▸ WHAT TO PRODUCE
The records below are to be copied word for word, with every picture left out.
========================================================================
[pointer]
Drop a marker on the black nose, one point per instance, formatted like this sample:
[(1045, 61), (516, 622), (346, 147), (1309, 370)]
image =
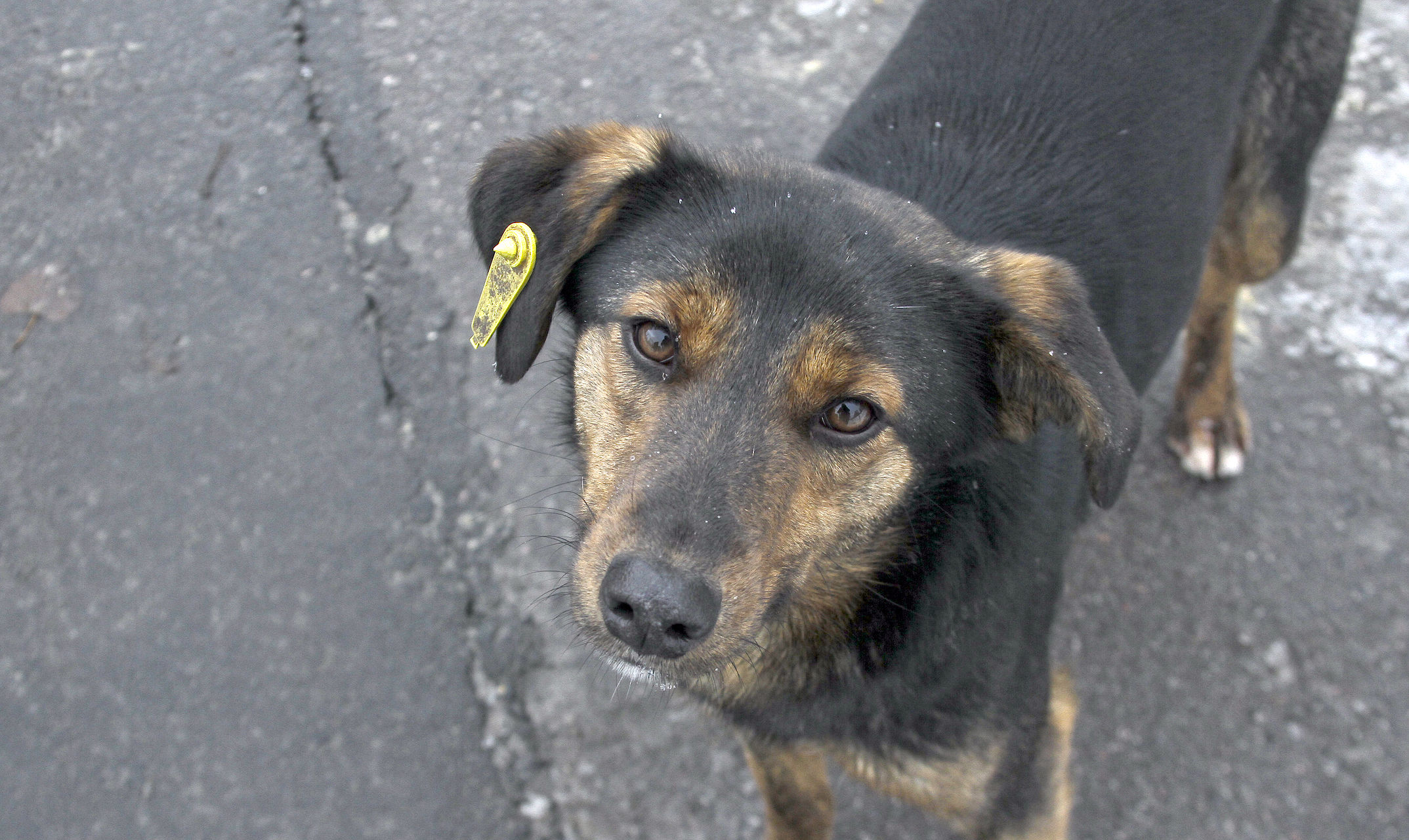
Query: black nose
[(656, 609)]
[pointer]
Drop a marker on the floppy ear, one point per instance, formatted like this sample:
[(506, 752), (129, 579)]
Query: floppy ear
[(1051, 363), (567, 186)]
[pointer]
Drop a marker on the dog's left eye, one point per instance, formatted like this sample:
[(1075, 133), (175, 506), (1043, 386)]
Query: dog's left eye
[(849, 416), (656, 341)]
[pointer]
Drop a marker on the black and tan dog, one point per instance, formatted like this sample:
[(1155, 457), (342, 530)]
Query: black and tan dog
[(840, 421)]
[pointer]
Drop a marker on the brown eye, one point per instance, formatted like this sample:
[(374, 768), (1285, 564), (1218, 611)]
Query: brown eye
[(849, 416), (656, 341)]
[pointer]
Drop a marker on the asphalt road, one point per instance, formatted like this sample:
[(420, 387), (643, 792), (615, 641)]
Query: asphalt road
[(268, 557)]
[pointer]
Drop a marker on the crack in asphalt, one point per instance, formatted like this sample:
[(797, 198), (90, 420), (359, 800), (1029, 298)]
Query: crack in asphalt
[(423, 394)]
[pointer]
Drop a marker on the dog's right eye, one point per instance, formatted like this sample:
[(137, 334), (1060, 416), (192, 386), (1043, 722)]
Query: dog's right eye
[(654, 341)]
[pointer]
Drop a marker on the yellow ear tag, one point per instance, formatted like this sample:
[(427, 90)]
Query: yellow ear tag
[(507, 275)]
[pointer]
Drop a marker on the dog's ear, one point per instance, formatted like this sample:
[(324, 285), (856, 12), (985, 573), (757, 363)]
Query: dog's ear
[(1051, 363), (568, 188)]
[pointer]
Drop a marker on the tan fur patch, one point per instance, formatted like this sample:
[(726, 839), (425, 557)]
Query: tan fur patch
[(828, 363), (793, 784), (702, 312), (1033, 384), (954, 789), (1033, 282), (1034, 387), (610, 153)]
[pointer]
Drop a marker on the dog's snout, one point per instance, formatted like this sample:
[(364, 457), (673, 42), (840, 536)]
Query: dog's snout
[(657, 609)]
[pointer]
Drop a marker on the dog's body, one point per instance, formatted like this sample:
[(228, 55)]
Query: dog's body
[(840, 422)]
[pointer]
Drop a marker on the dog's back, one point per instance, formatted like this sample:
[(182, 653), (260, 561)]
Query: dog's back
[(1097, 131)]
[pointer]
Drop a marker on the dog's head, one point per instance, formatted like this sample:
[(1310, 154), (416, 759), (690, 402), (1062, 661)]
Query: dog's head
[(768, 360)]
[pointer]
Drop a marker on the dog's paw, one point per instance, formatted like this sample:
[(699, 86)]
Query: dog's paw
[(1212, 447)]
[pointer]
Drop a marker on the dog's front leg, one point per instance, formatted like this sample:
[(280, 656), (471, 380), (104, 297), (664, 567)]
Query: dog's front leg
[(793, 783)]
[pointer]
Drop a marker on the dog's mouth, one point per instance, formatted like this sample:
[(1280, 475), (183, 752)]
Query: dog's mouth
[(637, 671)]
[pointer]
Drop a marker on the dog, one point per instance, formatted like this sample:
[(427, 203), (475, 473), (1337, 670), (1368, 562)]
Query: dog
[(840, 421)]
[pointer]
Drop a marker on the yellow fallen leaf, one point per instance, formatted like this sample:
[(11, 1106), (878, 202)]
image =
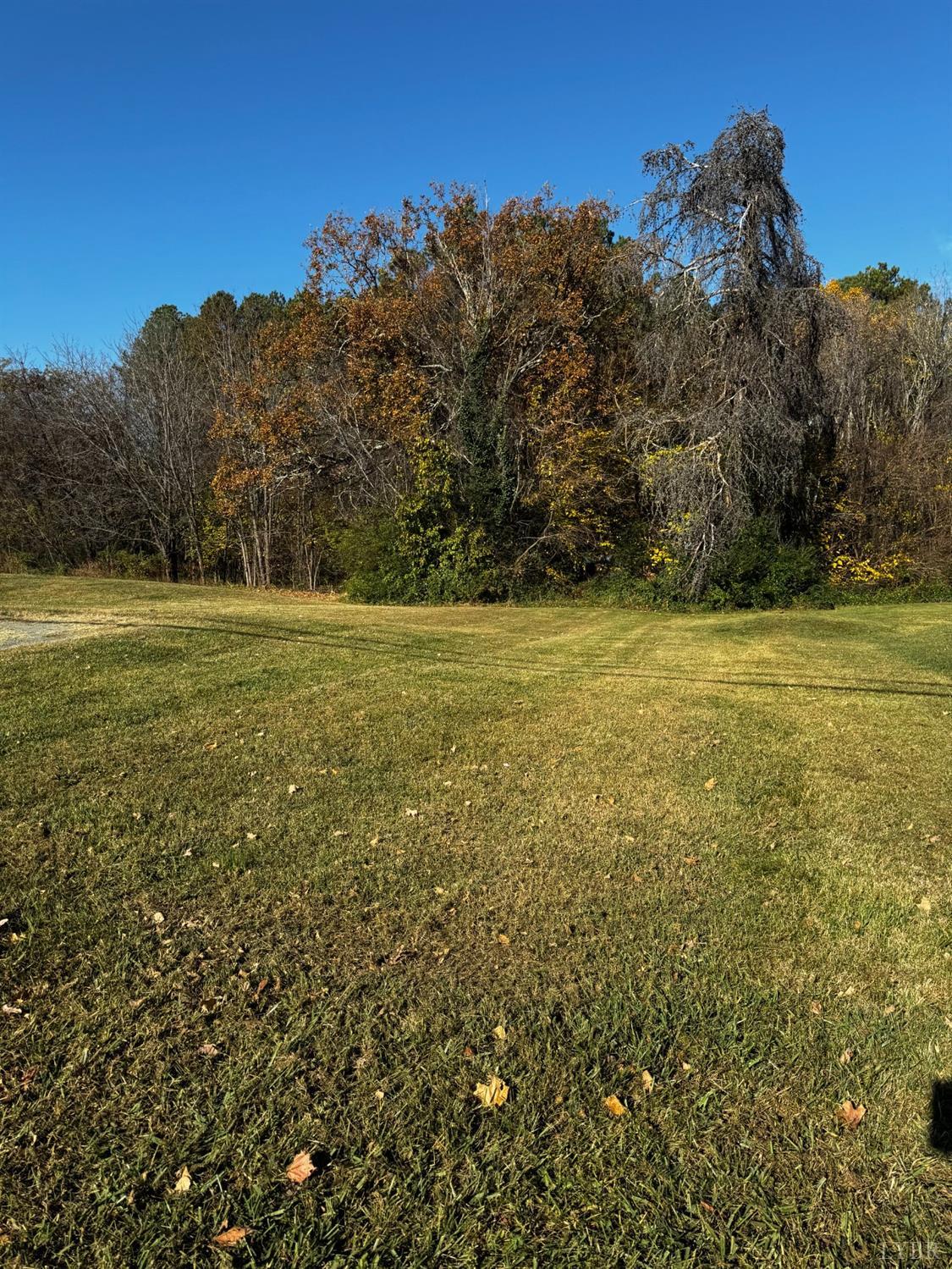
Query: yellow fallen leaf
========================================================================
▸ OUTPUT BELOW
[pointer]
Drop a marker on the black nose, one point per instance, formatted like this sample:
[(1045, 61), (516, 622), (346, 147), (1309, 370)]
image =
Query: black nose
[(656, 609)]
[pointer]
Drop a marker on the floppy ear, one point per instance, formatted like this sample:
[(506, 752), (129, 579)]
Query: floppy ear
[(1051, 363), (567, 186)]
[pointer]
Drop a marker on the dog's left eye, one point per instance, formatted like this sample:
[(1075, 133), (175, 506), (1043, 386)]
Query: dog's left eye
[(849, 416), (656, 341)]
[pointer]
Drop a marker on the black and tan dog, one point per instance, formatted like this sample:
[(1155, 457), (342, 530)]
Query: black and tan dog
[(840, 421)]
[pointer]
Drop a marker on the brown eye, one point per instance, formatted like this sample:
[(374, 768), (1285, 564), (1218, 611)]
Query: brown eye
[(849, 416), (656, 341)]
[pointer]
Drop a marker on the asphalt road, one point per instance, formatted like this sample:
[(420, 387), (643, 792), (615, 641)]
Query: asphalt road
[(268, 557)]
[pointer]
Drop a marker on the crack in asphalt, one point per instance, formatted like this sample:
[(797, 198), (90, 420), (359, 800), (1029, 298)]
Query: crack in asphalt
[(423, 394)]
[pointer]
Drop a marker on the dog's right eye, one point per instance, formatted like this sample:
[(137, 334), (1060, 416), (192, 386), (1043, 722)]
Query: dog's right eye
[(654, 341)]
[pointer]
Drop a marker on the yellow ear tag, one point per instance, formatted like this sample:
[(427, 90)]
Query: yellow ear tag
[(507, 275)]
[pointer]
Drop a marker on the dog's ear, one point per instance, formatted like this sample:
[(324, 285), (856, 12), (985, 573), (757, 363)]
Query: dog's ear
[(1051, 363), (568, 188)]
[pointer]
Drop a marker on the tan fur patch, one point per instance, formatted like this sample:
[(726, 839), (425, 557)]
Query: tan fur patch
[(828, 363), (793, 784), (702, 312), (1033, 384), (954, 789), (1033, 282), (1034, 387), (610, 153)]
[pointer]
Drop a marker on the dog's snout, one point per instance, formatted like this sample:
[(364, 457), (673, 42), (840, 536)]
Query: dog's snout
[(657, 609)]
[pointer]
Drop a marker on the dog's body, one point per instance, formatted like this sample:
[(228, 55)]
Query: dog's body
[(840, 422)]
[pointer]
Drop a marker on the dog's back, one point per instance, formatted like this sample:
[(182, 653), (260, 561)]
Query: dog's back
[(1097, 131)]
[pointer]
Drop a marker on the dog's head, one point per instance, formatted like this sample:
[(1310, 154), (416, 759), (690, 402), (1062, 661)]
Query: dog's head
[(768, 360)]
[pointer]
Drop a marker on the dog's paw, one point per instance, formatted like this sample:
[(699, 86)]
Query: dog's paw
[(1212, 447)]
[pointer]
Drop a marker on the dog's front leg, one point per instance, formatted like this sample:
[(280, 656), (471, 380), (104, 297), (664, 567)]
Query: dog's front leg
[(793, 783)]
[pointer]
Drop a marker on the dog's mouth, one point per instance, formatted like this sample:
[(1280, 475), (183, 752)]
Query: dog's mouth
[(637, 671)]
[pointer]
Drop a marker on the dog, one point per instance, formatted like this sample:
[(427, 203), (475, 473), (1337, 670), (1368, 562)]
Query: dog
[(840, 421)]
[pointer]
Drop a marker on the yellow fallen leaf, one point per instance, formatted like this sample:
[(11, 1106), (878, 202)]
image =
Query: yellow fallen leaf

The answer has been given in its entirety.